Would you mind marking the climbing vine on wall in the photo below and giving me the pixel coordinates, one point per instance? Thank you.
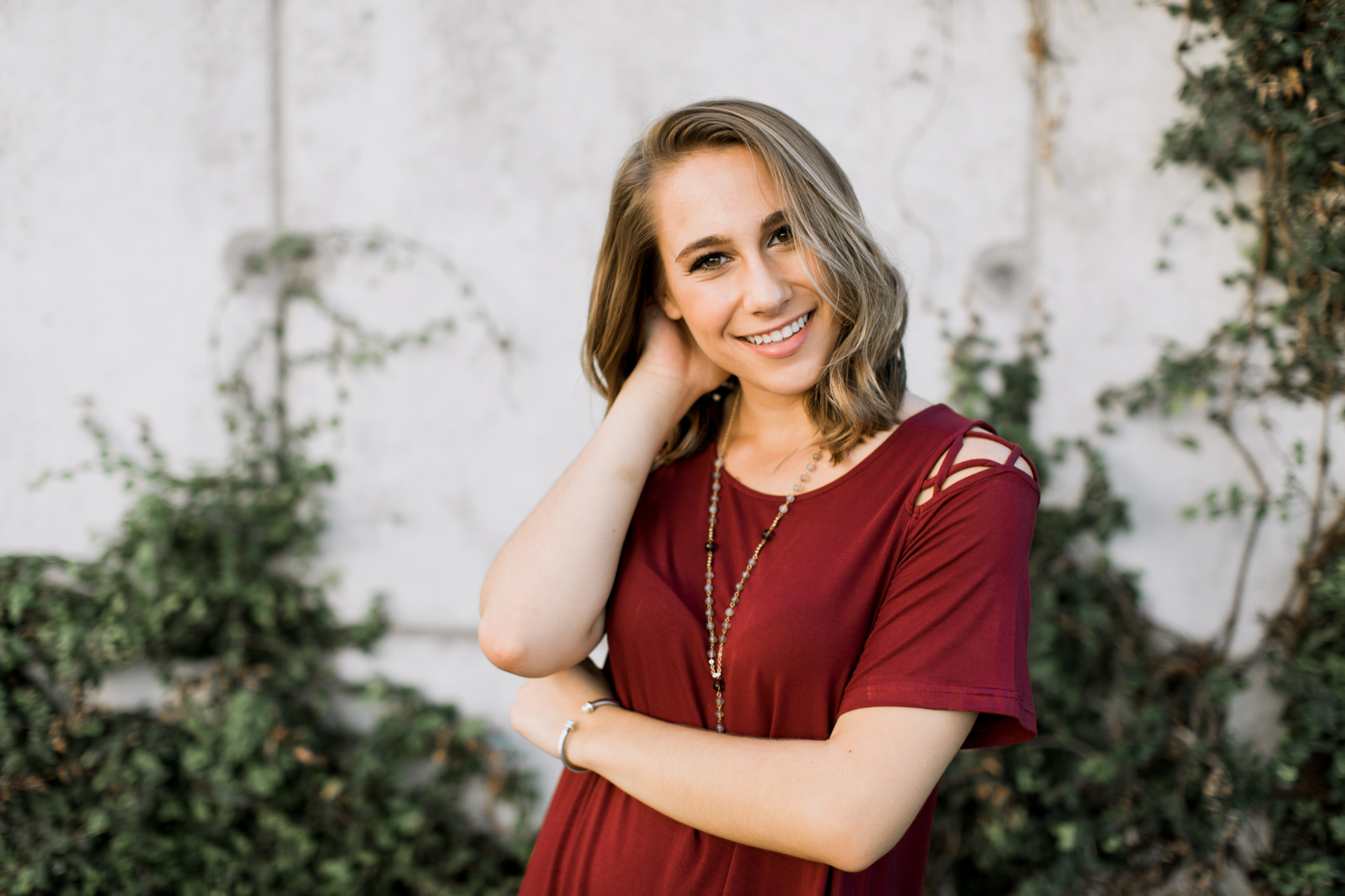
(249, 779)
(1136, 784)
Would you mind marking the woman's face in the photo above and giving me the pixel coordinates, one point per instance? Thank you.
(735, 275)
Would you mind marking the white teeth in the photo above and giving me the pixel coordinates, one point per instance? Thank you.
(783, 333)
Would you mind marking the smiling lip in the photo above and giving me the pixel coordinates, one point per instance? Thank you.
(782, 334)
(783, 342)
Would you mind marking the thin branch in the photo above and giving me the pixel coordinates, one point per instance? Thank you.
(1250, 542)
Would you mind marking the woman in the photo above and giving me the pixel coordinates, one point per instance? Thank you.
(817, 596)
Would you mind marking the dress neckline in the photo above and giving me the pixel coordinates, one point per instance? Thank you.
(762, 495)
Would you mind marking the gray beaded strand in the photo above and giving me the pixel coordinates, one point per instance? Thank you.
(716, 653)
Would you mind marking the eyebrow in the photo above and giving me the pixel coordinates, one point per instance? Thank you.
(770, 222)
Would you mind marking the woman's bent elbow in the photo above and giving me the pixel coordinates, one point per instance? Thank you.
(505, 650)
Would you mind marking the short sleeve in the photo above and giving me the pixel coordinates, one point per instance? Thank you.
(952, 628)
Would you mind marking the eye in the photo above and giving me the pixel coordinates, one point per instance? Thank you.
(709, 261)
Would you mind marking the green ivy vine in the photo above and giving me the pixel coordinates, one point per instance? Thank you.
(1136, 784)
(251, 779)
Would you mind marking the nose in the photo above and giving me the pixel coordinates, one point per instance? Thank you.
(766, 290)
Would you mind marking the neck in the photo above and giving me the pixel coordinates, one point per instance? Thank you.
(771, 424)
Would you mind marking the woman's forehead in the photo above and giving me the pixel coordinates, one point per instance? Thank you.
(716, 192)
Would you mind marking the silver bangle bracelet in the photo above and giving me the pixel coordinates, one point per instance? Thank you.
(570, 725)
(566, 733)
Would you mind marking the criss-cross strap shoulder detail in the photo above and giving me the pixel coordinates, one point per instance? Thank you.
(949, 466)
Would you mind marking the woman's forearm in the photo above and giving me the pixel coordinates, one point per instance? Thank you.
(844, 801)
(545, 595)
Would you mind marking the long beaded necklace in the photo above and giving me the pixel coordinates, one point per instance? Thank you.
(716, 651)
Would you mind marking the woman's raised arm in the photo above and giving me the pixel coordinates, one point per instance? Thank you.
(545, 596)
(844, 801)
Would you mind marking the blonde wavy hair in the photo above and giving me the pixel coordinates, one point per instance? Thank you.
(863, 385)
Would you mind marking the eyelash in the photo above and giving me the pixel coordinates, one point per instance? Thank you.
(785, 233)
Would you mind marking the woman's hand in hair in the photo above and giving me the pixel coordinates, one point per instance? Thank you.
(672, 358)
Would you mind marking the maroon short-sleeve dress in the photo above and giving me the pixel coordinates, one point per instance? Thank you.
(863, 599)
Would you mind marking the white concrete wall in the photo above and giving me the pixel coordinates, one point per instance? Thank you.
(135, 145)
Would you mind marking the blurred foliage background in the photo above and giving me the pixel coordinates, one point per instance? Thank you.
(1136, 784)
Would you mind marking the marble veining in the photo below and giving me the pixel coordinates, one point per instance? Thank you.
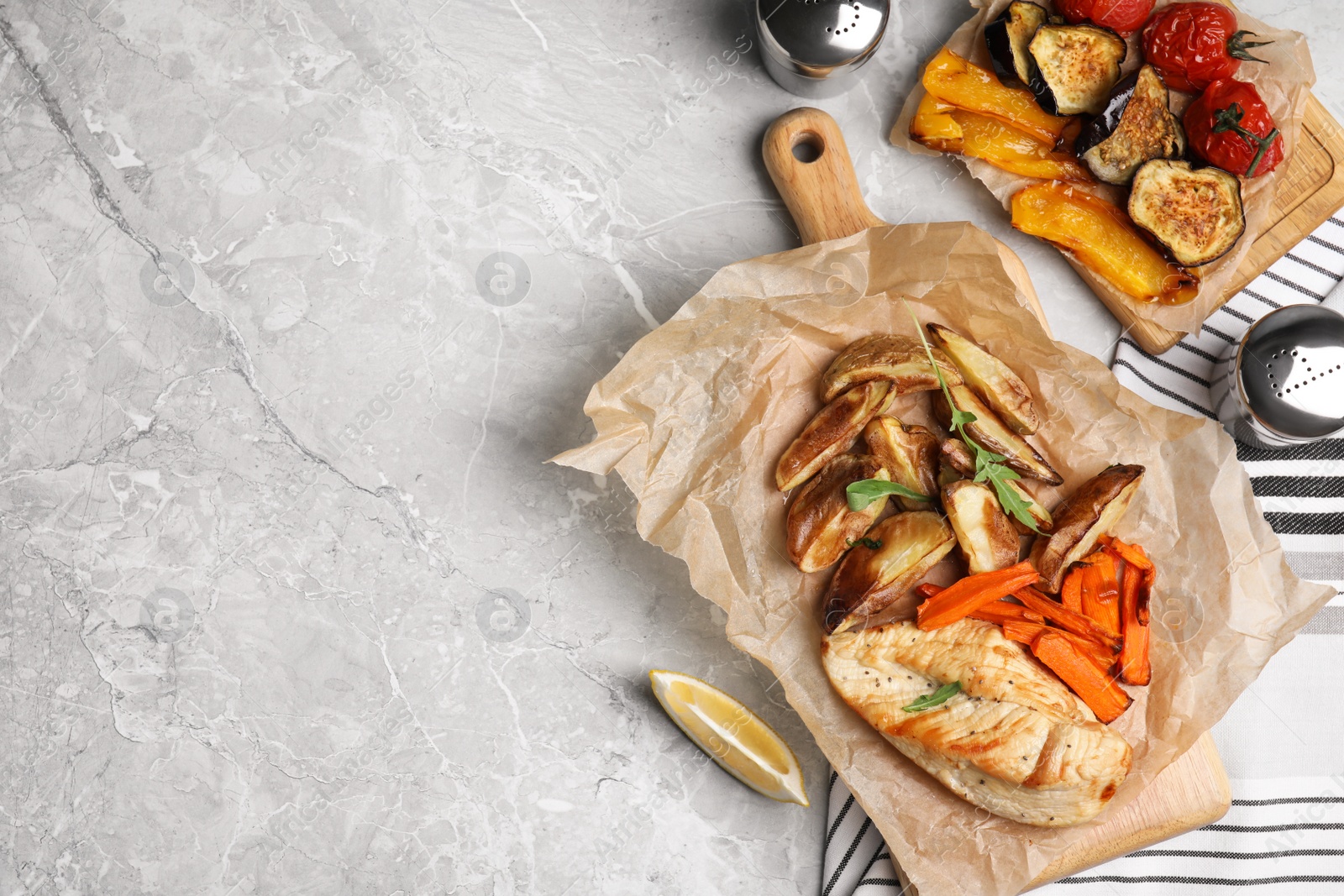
(297, 298)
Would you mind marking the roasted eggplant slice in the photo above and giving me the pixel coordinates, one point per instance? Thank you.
(1196, 214)
(820, 524)
(968, 86)
(1092, 512)
(984, 532)
(1104, 239)
(900, 360)
(1136, 127)
(871, 578)
(990, 378)
(831, 432)
(994, 436)
(1075, 67)
(909, 454)
(1008, 38)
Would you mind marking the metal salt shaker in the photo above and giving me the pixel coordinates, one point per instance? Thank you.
(1284, 383)
(813, 47)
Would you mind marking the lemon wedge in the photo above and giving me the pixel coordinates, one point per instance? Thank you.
(743, 743)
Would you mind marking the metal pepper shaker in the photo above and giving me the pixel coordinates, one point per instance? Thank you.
(1283, 385)
(813, 47)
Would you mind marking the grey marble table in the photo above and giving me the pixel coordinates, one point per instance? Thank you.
(291, 600)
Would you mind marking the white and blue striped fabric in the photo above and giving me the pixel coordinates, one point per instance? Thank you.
(1283, 741)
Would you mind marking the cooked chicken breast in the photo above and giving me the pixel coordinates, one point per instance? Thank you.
(1015, 741)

Action item - Leaving out the pictures, repeat the data above exactly.

Task result -
Would you mind marking the climbing vine on wall in the photo below and giving me the pixel coordinates, one point per instance? Thank you.
(249, 779)
(1136, 784)
Would you mind marking the woman's face in the photo above and giving me the pixel coordinates, one point per instance? Thank you.
(735, 275)
Would you mind marking the white teeth in the photo above and giving me the pixel coordinates, one point per instance? Thank you.
(783, 333)
Would you mind marking the smiling lip in the photo above and giving me the pixel coordinates, one point per instance? Thank you.
(782, 334)
(783, 342)
Would you mind marking the thin branch in the photo above and giving me the pixel coordinates, one point per instance? Thank you.
(1250, 542)
Would you mind marking the woman in the photo above and giving me the pixel coordinates, one point per instance? Thank you.
(817, 596)
Would you mind marking the dress neckline in the photo above and giving me the pixel coordinates, one point per instance? Thank you.
(762, 495)
Would you mind marking the gray beaded strand in the photo above and giving me the pixel coordinates, one point per instance? Thank you.
(716, 653)
Would you mind marking the eyebrow in the photo above and giving me the pixel coordinates, one point per instance? Thank you.
(770, 222)
Would you mind marking the woman's bent elbow in the photo above and giving me the pixel coordinates, one point per instance? Thank you.
(505, 650)
Would you mind marking the short sleeve in the photo above and giving me the pixel coordinates, one point per instance? Thank you.
(952, 628)
Would you mind marking the eye in the photo above and giving me the pixel coordinates, one point per instance? Thank you.
(709, 261)
Would you mind marking the green ivy vine in the photo above and giving me the pixel coordinates, one point per instance? Thank you.
(1136, 784)
(251, 779)
Would you mind marking the nose in the photo above and giving me the pixel coordinates, one point per instance? Thank you.
(766, 290)
Would you mind marking the neck in the photo above and giving me the pixel coordinates, one point per instance? Thank you.
(771, 424)
Would you mind marking the woman's forehead in the photo above and giving me the pixel coordinates, one point per instance? Thank you.
(716, 192)
Would you mind marking the silver bangle bracelet in the photo above and giving me the pixel coordinates, one point per instance? Thank you.
(570, 725)
(566, 733)
Would you mind marking the criss-cross strap shoulder detail in the photo above and giving me the pixel coordinates, one point per instance? Thank you.
(949, 466)
Would you mind marking the woman's forearm in the photo above and giving me the pixel coordinates, one point per instance? Thank you.
(844, 801)
(545, 595)
Would you mind marking the long beaded necklace in the photo above and giving me the pixel coordinates, one point per instance? Thank you.
(716, 651)
Would you mind marking the woman's raised arm in the photo above and giving me the pixel coordinates, one point per instance? Thank you.
(545, 596)
(844, 801)
Would you mind marking the blonde wavy hair in the photo above and giving me the pixel coordinates, one point per instance? Thank you.
(863, 385)
Would you mind marking the eyelash in the photo above and giving me the pixel coordinates, one point per instance? Thank you.
(785, 233)
Would you mind marking the woman's hand in hair in the photo above and giving me the pixel coordinates, one point per instance? Thank you.
(672, 358)
Would you mind marking the maroon short-sleeve dress in the photo above and giving me the pixel coordinates, one point per instance? Thank you.
(863, 599)
Would you mind marking the white concrete wall in the photo above and giving me the pixel coordinates, one point per instance? Thank you.
(135, 145)
Would you mind marking the blurred foliage background in the photo above and giving me the pixel coordinates, one point per instance? Thank you.
(1136, 784)
Would you mind marking the marble veining in the photo below and giving me the pixel coordinates, one point per instance? Thank you.
(297, 298)
Would you mind marking the roasted eggplant slice in the photo above and giving me the pixel coordinates, one point per instance? Thank you.
(1196, 214)
(820, 524)
(968, 86)
(1092, 512)
(984, 532)
(1104, 239)
(900, 360)
(1136, 127)
(871, 578)
(990, 378)
(831, 432)
(994, 436)
(1075, 67)
(909, 454)
(1008, 38)
Would you mind marking the metal salt shaker in the photo above and giving me the pixel coordinates, one point per instance? Thank you.
(1284, 383)
(813, 47)
Would you mind marking the lemon wedge in the photo above and giving me the pixel coordinates, one point per instance? Thank you.
(743, 743)
Would you mind marking the metal pepper shaker in the photo above and giving me the pixel coordinates, one point per instance? Thank you.
(1283, 385)
(813, 47)
Would you mind marking the grey marble table in the photo above and giving me the pixel coordinates, one point per instance? Thank you.
(291, 600)
Would you mind marking the white and blue striped fabric in the photo above and giving me the pixel coordinates, one point per instance? Thank you.
(1283, 741)
Would you mind marking the cooked chicken breast in the photo above and giving me the pixel coordinates, one point per instance? Thank you.
(1015, 741)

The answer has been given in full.